• _DATA TO PROCESS_
....................

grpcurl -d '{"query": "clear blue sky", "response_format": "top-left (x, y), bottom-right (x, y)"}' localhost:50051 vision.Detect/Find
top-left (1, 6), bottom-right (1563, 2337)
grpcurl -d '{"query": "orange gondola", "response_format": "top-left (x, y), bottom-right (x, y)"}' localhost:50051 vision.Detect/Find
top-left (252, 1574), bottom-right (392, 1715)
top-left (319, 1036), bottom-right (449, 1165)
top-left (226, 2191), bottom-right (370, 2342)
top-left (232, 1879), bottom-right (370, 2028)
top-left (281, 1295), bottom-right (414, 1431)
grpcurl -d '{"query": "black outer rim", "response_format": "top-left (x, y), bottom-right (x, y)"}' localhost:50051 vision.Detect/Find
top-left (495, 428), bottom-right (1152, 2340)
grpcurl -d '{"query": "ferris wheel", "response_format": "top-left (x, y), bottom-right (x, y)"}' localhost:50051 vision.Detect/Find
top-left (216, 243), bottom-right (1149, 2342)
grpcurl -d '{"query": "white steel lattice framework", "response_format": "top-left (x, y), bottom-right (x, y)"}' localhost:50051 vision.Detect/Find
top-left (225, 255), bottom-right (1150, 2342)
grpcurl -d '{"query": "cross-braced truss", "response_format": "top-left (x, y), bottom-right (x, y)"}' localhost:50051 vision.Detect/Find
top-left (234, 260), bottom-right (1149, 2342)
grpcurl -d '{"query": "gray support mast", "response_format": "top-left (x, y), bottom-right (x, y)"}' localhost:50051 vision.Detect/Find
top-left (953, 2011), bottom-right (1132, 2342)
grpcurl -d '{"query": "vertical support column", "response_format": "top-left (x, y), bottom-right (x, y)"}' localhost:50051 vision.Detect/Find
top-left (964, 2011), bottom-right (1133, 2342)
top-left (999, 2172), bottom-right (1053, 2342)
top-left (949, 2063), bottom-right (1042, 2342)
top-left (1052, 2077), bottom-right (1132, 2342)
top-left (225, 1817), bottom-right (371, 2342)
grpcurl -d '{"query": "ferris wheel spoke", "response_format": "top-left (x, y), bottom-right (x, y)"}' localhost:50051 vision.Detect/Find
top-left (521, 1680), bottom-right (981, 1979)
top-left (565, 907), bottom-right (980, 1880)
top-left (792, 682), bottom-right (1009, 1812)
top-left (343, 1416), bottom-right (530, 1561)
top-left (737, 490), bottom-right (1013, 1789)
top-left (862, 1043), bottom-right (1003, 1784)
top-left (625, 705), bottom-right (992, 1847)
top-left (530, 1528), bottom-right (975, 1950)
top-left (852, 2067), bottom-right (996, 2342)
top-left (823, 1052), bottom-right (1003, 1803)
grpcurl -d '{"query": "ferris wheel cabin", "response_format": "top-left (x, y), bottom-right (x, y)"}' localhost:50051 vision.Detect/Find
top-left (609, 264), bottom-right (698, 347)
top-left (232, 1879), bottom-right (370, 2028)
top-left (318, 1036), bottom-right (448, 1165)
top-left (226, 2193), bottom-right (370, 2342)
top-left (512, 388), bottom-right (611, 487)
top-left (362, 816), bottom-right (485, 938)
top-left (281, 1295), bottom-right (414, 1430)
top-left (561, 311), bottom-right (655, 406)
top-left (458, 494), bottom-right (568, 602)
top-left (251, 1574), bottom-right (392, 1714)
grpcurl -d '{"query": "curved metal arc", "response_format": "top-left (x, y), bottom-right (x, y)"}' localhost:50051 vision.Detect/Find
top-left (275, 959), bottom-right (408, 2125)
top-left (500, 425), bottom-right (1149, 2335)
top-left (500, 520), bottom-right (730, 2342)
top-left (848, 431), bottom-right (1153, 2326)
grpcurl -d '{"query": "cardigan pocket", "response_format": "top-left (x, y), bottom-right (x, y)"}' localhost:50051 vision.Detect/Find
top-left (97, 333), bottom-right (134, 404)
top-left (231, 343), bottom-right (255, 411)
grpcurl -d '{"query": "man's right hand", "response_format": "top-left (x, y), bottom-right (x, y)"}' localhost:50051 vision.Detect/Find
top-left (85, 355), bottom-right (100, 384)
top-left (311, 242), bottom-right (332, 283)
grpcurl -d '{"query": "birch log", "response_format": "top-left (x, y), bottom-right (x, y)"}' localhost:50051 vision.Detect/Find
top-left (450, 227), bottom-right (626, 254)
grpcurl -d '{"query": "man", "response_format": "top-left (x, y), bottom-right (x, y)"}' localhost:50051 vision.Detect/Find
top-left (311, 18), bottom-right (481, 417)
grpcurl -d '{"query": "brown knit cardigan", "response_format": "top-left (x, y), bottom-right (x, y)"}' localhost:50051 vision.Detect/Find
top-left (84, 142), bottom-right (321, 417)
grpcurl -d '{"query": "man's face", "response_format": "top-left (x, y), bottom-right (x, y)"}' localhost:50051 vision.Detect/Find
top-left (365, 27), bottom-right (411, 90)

....................

• _TASK DIRECTIONS_
A full, exact copy of the entries is required. Return it.

• _EXERCISE RESULT_
grpcurl -d '{"query": "clear blue sky", "response_format": "top-left (x, y), bottom-right (x, y)"}' localhost:50051 vision.Detect/Find
top-left (1, 6), bottom-right (1563, 2337)
grpcurl -d '{"query": "orange gondola", "response_format": "top-left (x, y), bottom-right (x, y)"}' localhost:50051 vision.Detect/Find
top-left (252, 1574), bottom-right (392, 1715)
top-left (319, 1036), bottom-right (449, 1165)
top-left (226, 2191), bottom-right (370, 2342)
top-left (232, 1879), bottom-right (370, 2028)
top-left (281, 1295), bottom-right (414, 1431)
grpcurl -d '{"query": "black outer rim", "response_format": "top-left (x, y), bottom-right (x, y)"}' localhost:50051 vision.Detect/Find
top-left (495, 428), bottom-right (1152, 2340)
grpcurl -d '{"query": "ferris wheel", "response_format": "top-left (x, y), bottom-right (x, y)"}' localhost:50051 vision.Detect/Find
top-left (216, 243), bottom-right (1149, 2342)
grpcurl -d '{"query": "white steel lattice framework", "response_format": "top-left (x, y), bottom-right (x, y)"}' localhost:50051 vision.Detect/Find
top-left (225, 255), bottom-right (1150, 2342)
grpcurl -d '{"query": "cross-braced truss", "response_format": "top-left (x, y), bottom-right (x, y)"}' localhost:50051 vision.Detect/Find
top-left (234, 260), bottom-right (1149, 2342)
grpcurl -d '{"query": "gray support mast", "response_format": "top-left (x, y), bottom-right (x, y)"}' localhost:50051 vision.Detect/Find
top-left (953, 2011), bottom-right (1132, 2342)
grpcurl -d '{"query": "vertical support column", "response_format": "top-left (x, y), bottom-right (x, y)"}' localhost:50051 vision.Detect/Find
top-left (964, 2011), bottom-right (1133, 2342)
top-left (999, 2172), bottom-right (1053, 2342)
top-left (949, 2063), bottom-right (1042, 2342)
top-left (1052, 2077), bottom-right (1132, 2342)
top-left (225, 1817), bottom-right (371, 2342)
grpcurl -d '{"query": "ferris wheel spoke", "response_format": "top-left (x, y), bottom-right (x, y)"}' localhost:50051 vision.Detect/Find
top-left (521, 1680), bottom-right (981, 1979)
top-left (565, 907), bottom-right (980, 1880)
top-left (792, 682), bottom-right (1009, 1812)
top-left (343, 1416), bottom-right (530, 1561)
top-left (737, 490), bottom-right (1013, 1789)
top-left (862, 1043), bottom-right (1003, 1784)
top-left (625, 705), bottom-right (992, 1847)
top-left (530, 1528), bottom-right (975, 1950)
top-left (852, 2067), bottom-right (996, 2342)
top-left (823, 1052), bottom-right (1003, 1803)
grpcurl -d '{"query": "ferris wheel cabin", "response_format": "top-left (x, y), bottom-right (x, y)"}' localhost:50051 vision.Detect/Find
top-left (609, 264), bottom-right (698, 347)
top-left (232, 1879), bottom-right (370, 2028)
top-left (318, 1036), bottom-right (448, 1165)
top-left (226, 2193), bottom-right (370, 2342)
top-left (512, 388), bottom-right (611, 487)
top-left (362, 816), bottom-right (485, 938)
top-left (281, 1295), bottom-right (414, 1430)
top-left (561, 311), bottom-right (655, 406)
top-left (458, 494), bottom-right (568, 602)
top-left (251, 1574), bottom-right (392, 1714)
grpcurl -d '{"query": "curved metal arc", "response_format": "top-left (x, y), bottom-right (x, y)"}' localhost:50051 vision.Detect/Find
top-left (275, 959), bottom-right (408, 2125)
top-left (500, 425), bottom-right (1149, 2335)
top-left (500, 520), bottom-right (730, 2342)
top-left (848, 431), bottom-right (1153, 2326)
grpcurl -d '{"query": "cardigan pocket", "response_format": "top-left (x, y), bottom-right (x, y)"}' localhost:50051 vision.Detect/Find
top-left (97, 333), bottom-right (134, 404)
top-left (231, 343), bottom-right (255, 411)
grpcurl -d '{"query": "man's right hand", "response_format": "top-left (x, y), bottom-right (x, y)"}' localhost:50051 vision.Detect/Find
top-left (85, 355), bottom-right (100, 384)
top-left (311, 242), bottom-right (332, 283)
grpcurl -d '{"query": "birch log", "response_format": "top-left (x, y), bottom-right (x, y)"}' localhost:50051 vision.Detect/Find
top-left (450, 227), bottom-right (626, 254)
grpcurl -d '{"query": "man", "response_format": "top-left (x, y), bottom-right (x, y)"}' localhost:50051 vision.Detect/Find
top-left (311, 18), bottom-right (481, 417)
grpcurl -d '{"query": "brown knit cardigan", "response_format": "top-left (x, y), bottom-right (x, y)"}' localhost:50051 vision.Detect/Find
top-left (84, 142), bottom-right (321, 417)
grpcurl -d '{"query": "man's face", "response_format": "top-left (x, y), bottom-right (x, y)"}' localhost:50051 vision.Detect/Find
top-left (365, 27), bottom-right (411, 90)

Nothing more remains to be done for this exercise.